>>>

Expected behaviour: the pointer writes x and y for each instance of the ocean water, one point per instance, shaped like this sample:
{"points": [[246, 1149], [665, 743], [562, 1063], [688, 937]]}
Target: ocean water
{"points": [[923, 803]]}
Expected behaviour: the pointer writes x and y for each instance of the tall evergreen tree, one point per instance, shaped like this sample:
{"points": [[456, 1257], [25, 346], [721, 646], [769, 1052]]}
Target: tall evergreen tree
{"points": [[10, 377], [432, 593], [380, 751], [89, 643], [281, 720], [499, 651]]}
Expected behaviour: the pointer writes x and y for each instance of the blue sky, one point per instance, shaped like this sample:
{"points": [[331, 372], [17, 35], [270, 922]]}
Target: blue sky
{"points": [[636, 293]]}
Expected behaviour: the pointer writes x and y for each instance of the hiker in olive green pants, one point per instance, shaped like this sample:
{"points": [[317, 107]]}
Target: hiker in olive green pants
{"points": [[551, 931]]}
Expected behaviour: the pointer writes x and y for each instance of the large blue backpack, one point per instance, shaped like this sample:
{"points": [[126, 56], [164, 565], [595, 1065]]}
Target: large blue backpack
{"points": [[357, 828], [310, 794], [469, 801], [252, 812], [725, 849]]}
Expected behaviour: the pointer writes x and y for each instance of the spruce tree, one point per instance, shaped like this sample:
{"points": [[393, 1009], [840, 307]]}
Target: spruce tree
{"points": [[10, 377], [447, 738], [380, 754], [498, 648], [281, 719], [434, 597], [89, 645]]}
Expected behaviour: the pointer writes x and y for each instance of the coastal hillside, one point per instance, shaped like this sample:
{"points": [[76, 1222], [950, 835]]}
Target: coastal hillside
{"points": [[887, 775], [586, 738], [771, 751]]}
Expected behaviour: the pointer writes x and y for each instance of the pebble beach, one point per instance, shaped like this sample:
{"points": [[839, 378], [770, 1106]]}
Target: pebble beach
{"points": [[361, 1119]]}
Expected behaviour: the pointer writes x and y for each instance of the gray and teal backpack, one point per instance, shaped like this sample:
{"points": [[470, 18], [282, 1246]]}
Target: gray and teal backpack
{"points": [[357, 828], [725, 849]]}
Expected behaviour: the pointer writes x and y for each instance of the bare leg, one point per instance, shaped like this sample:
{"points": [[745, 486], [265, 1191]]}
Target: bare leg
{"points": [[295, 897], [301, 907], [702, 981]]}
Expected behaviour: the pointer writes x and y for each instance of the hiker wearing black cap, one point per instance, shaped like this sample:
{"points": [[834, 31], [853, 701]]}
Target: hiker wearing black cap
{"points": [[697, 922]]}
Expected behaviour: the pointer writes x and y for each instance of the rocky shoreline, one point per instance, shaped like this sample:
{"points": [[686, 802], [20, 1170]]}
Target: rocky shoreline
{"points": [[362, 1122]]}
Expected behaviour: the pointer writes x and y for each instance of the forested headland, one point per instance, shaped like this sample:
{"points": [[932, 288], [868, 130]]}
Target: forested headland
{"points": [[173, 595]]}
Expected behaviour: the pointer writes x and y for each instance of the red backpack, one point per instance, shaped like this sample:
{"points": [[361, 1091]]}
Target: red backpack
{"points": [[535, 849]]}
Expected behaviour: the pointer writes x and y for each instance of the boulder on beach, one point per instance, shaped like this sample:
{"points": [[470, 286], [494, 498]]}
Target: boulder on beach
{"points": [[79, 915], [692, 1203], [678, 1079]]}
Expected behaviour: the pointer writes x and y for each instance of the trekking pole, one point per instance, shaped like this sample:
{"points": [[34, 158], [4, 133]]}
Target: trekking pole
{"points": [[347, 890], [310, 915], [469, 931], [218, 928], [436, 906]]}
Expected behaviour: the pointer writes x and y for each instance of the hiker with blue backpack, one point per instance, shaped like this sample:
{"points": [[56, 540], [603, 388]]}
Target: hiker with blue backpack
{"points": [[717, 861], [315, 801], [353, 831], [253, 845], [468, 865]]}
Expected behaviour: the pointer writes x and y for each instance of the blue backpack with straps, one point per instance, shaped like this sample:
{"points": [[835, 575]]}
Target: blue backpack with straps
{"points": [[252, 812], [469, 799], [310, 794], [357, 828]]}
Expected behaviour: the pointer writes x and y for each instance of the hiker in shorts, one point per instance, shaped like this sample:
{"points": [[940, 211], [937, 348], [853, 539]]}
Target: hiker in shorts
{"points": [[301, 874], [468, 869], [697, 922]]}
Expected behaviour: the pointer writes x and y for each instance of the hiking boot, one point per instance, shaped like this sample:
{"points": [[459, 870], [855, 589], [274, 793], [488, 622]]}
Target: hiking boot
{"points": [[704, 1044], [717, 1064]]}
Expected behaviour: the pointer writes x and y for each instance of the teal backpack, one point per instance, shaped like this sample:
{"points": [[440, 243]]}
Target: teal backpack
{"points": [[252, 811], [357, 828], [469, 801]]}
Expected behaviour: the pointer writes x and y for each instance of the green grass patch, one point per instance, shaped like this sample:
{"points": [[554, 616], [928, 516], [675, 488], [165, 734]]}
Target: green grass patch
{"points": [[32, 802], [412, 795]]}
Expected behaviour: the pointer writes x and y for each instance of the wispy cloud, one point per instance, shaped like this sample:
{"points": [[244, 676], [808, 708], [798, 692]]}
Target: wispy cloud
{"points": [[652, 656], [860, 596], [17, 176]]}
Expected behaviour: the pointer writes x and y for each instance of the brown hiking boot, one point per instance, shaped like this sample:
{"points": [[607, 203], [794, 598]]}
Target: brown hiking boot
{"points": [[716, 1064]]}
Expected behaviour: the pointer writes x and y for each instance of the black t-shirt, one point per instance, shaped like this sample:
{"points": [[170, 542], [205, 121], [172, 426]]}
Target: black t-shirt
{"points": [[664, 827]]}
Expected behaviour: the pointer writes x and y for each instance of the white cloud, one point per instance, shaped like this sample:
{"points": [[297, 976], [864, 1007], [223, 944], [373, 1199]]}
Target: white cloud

<<<

# To do
Search the data for the word "white" and copy each line where it appears.

# Completed task
Expected behaviour: the pointer writes x and y for each instance of the white cloud, one point per instance, shaped like this sample:
Target: white cloud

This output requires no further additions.